■ To do
All records are to be retyped faithfully and completely.

■ Exercise material
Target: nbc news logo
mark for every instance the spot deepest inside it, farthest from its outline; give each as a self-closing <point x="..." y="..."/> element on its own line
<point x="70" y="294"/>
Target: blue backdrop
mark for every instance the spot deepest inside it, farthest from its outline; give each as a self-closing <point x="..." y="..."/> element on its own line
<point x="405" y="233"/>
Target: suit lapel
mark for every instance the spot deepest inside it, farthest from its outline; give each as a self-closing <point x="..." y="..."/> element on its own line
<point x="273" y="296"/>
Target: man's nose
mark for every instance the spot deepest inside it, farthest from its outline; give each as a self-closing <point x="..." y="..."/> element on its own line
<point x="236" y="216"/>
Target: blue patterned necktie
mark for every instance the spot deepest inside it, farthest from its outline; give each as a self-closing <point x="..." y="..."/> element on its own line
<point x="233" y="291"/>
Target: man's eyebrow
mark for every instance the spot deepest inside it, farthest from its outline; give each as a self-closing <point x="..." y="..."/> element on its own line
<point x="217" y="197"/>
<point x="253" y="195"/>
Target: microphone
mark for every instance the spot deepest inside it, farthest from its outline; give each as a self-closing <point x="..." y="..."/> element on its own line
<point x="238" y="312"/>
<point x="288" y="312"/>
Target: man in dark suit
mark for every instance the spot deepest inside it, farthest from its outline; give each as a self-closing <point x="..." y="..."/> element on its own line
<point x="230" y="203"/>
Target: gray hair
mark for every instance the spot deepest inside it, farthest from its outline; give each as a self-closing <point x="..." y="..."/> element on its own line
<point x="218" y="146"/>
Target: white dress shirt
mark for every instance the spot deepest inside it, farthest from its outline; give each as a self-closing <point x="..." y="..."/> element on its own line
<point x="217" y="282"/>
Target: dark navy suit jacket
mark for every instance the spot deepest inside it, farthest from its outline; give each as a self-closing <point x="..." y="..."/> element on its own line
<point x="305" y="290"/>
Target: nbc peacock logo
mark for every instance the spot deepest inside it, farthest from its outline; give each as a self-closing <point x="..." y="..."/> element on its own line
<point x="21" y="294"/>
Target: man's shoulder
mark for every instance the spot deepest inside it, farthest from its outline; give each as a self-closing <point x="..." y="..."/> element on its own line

■ Correct output
Target: nbc news logo
mark for every instance the spot deepest inside it, farthest from its outline; give each as a self-closing <point x="..." y="..."/> element on its own line
<point x="70" y="294"/>
Target: blue backdrop
mark for every instance the spot deepest inside it, farthest from its outline; give each as a self-closing <point x="..." y="..."/> element on its own line
<point x="405" y="233"/>
Target: suit lapel
mark for every instance the spot deepest inside it, farthest from its outline; give each as a self-closing <point x="..." y="..."/> element on its own line
<point x="273" y="296"/>
Target: man's nose
mark for every instance the spot deepest inside it, farthest from its outline; give each as a self-closing <point x="..." y="..."/> element on its own line
<point x="236" y="216"/>
Target: blue patterned necktie
mark for every instance the spot deepest inside it, farthest from its outline; give each as a self-closing <point x="..." y="..."/> element on its own line
<point x="233" y="291"/>
Target: man's eyebrow
mark for every instance the spot deepest inside it, farthest from its outline; give each as a self-closing <point x="..." y="..."/> element on its own line
<point x="217" y="197"/>
<point x="253" y="195"/>
Target: microphone
mark for every instance the spot deepest inside it, farthest from its outline; give each as a self-closing <point x="..." y="..."/> element on its own line
<point x="238" y="312"/>
<point x="288" y="312"/>
Target: man in dark suit
mark for every instance the spot deepest inside it, farthest from its outline; give each as a self-closing <point x="..." y="..."/> element on its own line
<point x="230" y="203"/>
Target: gray hair
mark for every instance the spot deepest inside it, farthest from its outline; give each as a self-closing <point x="..." y="..."/> element on its own line
<point x="218" y="146"/>
Target: white dress shirt
mark for every instance the spot deepest inside it, farthest from its outline; give each as a self-closing <point x="..." y="..."/> element on its own line
<point x="217" y="282"/>
Target: dark navy suit jacket
mark for every instance the spot deepest inside it, farthest from its outline; give each as a self-closing <point x="..." y="..."/> element on its own line
<point x="305" y="290"/>
Target: nbc peacock logo
mark for every instance the spot deepest inside it, farthest from its outline; give each as a self-closing <point x="..." y="..."/> element on its own line
<point x="21" y="294"/>
Target: man's shoulder
mark for every instance the spot deepest inside it, farthest from its outline; give each as a self-closing <point x="..." y="..."/> element on its own line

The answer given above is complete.